**What is asked**
• 1. Before the post on past recessions and the rows, copy everything from "I remember the" down to "the current situation...".
• 2. Before the post on past recessions and the rows, list every country, city and state that the post names.
--- start Source document ---
The last real recession was 1991/92...Anyone in the Western economies, under, say, 35 today, has never really been in the working world during recessionary times.....they've probably only ever experienced rising asset prices, and relatively prosperous times, with occasional very minor pauses in the upward trend...

I remember the 'oil shock' price effects of the 1970's...the high inflation years of that period...the several recessions....the stagflation (rising inflation/falling prices)....the credit rationing....the business failures...the unemplyoment....the Oct 1987 sharemarket crash...the near paralysis of Japan's economy for some 11 years, until very recently (in 1987, before the sharemarket crash set off a chain of bad events, the Imperial Palace in Tokyo had been valued at more than the entire state of California!!)....It wasn't an easy 13 years, or so, globally, between, say, 1972/3, and about 1985/6.


We don't know what effects we'll see out of the current situation...
--- end Source document ---
--- start Data rows ---
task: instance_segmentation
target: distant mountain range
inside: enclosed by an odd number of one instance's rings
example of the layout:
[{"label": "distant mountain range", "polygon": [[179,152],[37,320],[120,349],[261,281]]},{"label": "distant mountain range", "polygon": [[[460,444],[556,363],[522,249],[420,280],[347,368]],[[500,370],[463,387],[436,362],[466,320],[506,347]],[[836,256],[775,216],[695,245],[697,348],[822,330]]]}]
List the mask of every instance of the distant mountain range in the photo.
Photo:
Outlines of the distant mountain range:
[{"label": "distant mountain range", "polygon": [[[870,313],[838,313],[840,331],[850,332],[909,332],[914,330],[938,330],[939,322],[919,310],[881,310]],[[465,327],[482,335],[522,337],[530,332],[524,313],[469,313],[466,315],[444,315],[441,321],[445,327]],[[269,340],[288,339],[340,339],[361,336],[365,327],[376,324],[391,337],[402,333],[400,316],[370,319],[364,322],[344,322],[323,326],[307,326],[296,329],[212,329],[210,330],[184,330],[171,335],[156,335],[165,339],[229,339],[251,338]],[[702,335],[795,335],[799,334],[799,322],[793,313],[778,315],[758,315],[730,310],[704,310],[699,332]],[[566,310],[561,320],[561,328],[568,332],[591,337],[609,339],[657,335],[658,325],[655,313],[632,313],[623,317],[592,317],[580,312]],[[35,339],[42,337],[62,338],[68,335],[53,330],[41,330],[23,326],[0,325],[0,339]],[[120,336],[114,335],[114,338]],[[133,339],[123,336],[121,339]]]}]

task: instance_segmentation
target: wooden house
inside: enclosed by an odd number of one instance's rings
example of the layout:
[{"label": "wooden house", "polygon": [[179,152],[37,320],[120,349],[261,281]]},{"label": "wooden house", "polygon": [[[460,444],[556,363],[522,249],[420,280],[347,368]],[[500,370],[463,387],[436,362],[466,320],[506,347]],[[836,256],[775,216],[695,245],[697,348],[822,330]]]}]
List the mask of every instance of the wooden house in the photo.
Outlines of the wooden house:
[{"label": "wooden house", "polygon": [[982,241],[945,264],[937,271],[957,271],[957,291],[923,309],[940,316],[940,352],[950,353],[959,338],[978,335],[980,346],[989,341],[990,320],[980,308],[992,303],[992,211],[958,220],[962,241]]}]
--- end Data rows ---
**Expected results**
• 1.
I remember the 'oil shock' price effects of the 1970's...the high inflation years of that period...the several recessions....the stagflation (rising inflation/falling prices)....the credit rationing....the business failures...the unemplyoment....the Oct 1987 sharemarket crash...the near paralysis of Japan's economy for some 11 years, until very recently (in 1987, before the sharemarket crash set off a chain of bad events, the Imperial Palace in Tokyo had been valued at more than the entire state of California!!)....It wasn't an easy 13 years, or so, globally, between, say, 1972/3, and about 1985/6.


We don't know what effects we'll see out of the current situation...

• 2.
Japan
Tokyo
California